> **EXPLORE THE MATERIAL**
- A) In the guest column about working for Remote Area Medical, what position did the writer hold with the organization?
- B) Please extend the guest column about working for Remote Area Medical, starting right after its final sentence.

> **GIVEN PASSAGE**
┌──
Guest Column: That Feeling ~ Remote Area Medical

Credit: Mike Whaley, Photographer

by Donna Walker

You know that feeling of being captivated by a person or something unordinary you had been quietly seeking but somehow never managed to find, up until that moment. You know the rush of adrenaline. You know it’s unconditional. Those are the feelings I experienced when I worked for Remote Area Medical – RAM®.

I feel very fortunate to have had some incredible experiences with wonderful non-profits throughout my working career like United Way, Junior Achievement, Girl Scouts, Magic Wand Foundation and now with RAM. Being mission driven is an exciting state of being and those feelings you have towards the leadership, the constituents and the work are incredible, but they sometimes can fade when long hours, deadlines and disappointments arise. I purposefully choose to concentrate on the outcomes of my work and relationships to others. I live in the now while honoring and learning from the past and applying the joy of dreaming for the future.

Here are a few things that have happened to me while working as the Development Officer with RAM. On a trip to the RAM California Clinic I was mesmerized by the clear skies and beauty of the earth below and then I saw the huge area of flooding in Dallas. My mind went to the dark side. The beauty of nature’s beauty was transformed into suffering by an ugly disaster. It was as if a preprogrammed success was counterpoised against a struggling failure. I came away with a feeling of emptiness. There’s an imbalance. The problem of suffering appears illusive regardless of the attributes we give it.
└──
> **DATA RECORDS**
┌──
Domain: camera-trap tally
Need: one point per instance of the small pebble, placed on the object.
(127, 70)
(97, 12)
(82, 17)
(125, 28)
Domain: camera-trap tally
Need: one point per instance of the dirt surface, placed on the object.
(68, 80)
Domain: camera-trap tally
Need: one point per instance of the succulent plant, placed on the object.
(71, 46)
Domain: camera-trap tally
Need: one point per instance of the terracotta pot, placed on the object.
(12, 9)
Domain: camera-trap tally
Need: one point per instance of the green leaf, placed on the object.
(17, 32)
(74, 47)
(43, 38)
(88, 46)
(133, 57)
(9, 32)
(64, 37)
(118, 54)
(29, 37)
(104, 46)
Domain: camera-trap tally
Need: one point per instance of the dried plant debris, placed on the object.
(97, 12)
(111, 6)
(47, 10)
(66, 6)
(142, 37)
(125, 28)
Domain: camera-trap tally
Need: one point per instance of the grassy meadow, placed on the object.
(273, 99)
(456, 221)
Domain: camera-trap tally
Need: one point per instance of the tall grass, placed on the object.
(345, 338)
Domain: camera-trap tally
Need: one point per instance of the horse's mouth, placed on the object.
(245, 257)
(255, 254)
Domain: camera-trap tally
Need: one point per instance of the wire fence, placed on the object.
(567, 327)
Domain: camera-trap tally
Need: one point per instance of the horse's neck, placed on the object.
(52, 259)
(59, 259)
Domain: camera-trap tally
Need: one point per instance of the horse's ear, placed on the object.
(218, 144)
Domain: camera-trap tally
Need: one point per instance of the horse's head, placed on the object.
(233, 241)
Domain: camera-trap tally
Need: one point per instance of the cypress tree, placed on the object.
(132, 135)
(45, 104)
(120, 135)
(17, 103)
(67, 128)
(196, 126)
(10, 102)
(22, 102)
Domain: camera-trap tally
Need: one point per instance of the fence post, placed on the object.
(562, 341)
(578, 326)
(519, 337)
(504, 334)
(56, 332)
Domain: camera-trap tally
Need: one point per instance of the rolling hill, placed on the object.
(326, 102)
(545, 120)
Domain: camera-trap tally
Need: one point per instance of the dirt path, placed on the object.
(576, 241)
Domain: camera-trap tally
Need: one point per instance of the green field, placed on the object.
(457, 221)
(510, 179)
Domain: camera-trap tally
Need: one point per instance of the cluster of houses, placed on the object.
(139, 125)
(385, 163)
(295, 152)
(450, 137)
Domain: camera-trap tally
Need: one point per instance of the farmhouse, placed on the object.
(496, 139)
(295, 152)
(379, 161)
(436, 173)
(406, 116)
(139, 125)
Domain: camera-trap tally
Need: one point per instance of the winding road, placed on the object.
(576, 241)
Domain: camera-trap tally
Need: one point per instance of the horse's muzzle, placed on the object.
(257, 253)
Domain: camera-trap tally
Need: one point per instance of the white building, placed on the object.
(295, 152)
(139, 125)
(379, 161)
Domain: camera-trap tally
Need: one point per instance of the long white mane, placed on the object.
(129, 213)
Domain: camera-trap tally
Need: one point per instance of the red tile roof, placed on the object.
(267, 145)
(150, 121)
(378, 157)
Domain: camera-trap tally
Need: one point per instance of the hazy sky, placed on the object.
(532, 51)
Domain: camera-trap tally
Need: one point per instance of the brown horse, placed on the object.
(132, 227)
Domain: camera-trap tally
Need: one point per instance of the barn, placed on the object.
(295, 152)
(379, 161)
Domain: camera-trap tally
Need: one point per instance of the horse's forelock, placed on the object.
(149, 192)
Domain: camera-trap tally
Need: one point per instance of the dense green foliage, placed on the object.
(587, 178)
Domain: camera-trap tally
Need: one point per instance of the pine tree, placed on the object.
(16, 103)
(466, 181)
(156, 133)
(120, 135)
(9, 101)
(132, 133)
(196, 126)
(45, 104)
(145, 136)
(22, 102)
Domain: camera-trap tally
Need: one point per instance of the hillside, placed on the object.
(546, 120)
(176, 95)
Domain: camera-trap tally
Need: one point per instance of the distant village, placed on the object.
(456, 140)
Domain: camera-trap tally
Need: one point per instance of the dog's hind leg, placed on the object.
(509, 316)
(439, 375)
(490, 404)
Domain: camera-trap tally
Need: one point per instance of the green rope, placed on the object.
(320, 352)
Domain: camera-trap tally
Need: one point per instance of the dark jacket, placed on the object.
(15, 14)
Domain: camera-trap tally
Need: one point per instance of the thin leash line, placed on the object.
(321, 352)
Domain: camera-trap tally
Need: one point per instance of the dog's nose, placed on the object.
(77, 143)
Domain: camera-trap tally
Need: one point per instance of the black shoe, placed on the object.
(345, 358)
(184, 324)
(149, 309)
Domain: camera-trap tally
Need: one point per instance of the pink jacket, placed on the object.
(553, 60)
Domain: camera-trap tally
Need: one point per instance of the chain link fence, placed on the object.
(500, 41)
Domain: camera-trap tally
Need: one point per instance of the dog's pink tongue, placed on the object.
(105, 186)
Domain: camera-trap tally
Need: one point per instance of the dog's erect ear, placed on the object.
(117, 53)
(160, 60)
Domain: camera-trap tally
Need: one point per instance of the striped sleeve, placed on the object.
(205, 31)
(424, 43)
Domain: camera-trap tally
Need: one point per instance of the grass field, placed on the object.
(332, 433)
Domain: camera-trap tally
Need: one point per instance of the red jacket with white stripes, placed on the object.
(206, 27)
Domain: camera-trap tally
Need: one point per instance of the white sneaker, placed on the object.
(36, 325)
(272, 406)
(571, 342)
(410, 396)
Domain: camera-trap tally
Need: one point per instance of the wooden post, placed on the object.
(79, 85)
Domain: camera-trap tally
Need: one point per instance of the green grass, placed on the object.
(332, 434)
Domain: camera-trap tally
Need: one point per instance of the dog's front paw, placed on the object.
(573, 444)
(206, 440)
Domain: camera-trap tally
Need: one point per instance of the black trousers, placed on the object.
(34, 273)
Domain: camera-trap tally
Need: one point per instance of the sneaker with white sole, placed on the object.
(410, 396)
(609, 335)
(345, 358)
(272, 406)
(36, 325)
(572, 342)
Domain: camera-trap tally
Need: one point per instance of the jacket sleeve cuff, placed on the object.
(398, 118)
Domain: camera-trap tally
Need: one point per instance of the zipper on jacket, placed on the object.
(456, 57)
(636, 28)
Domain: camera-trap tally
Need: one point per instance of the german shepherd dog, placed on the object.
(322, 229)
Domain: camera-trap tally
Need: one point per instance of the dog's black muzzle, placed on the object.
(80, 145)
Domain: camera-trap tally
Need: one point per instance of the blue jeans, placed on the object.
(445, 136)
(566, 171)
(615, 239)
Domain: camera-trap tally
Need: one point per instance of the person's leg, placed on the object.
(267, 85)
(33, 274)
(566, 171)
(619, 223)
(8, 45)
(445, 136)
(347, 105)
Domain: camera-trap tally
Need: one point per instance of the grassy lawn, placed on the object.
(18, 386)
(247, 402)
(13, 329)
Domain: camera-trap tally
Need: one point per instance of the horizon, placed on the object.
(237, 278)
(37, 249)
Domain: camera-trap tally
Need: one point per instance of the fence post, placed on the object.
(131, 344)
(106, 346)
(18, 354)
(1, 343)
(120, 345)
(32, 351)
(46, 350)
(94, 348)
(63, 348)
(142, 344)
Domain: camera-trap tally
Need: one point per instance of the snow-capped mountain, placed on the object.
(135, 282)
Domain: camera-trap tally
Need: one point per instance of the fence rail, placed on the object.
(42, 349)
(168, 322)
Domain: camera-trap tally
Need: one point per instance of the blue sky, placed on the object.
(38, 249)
└──
> **RESPONSES FOR EACH TASK**
- A) Development Officer

- B)
The dark veil lifted when I saw selfless dentists, doctors and nurses and lay volunteers serving thousands of patients. I found myself giving smiles and an encouraging word or touch to a person scared and shaking because they hadn’t seen a dentist in 15 years or longer. I saw the joy of several children and adults putting on their new pair of glasses and amazed they could see things others take for granted like the leaves on a tree.

Medical and dental students applaud the great equipment we have for them to use but mostly they thank us for allowing them to experience working at the clinic and the feelings they have from helping so many people. They love getting the thanks and hugs from grateful patients.

My attitude has changed a lot. I don’t want to worry about the WHY of suffering and pain. Instead, I want to concentrate on the HOW I contributed to make a difference.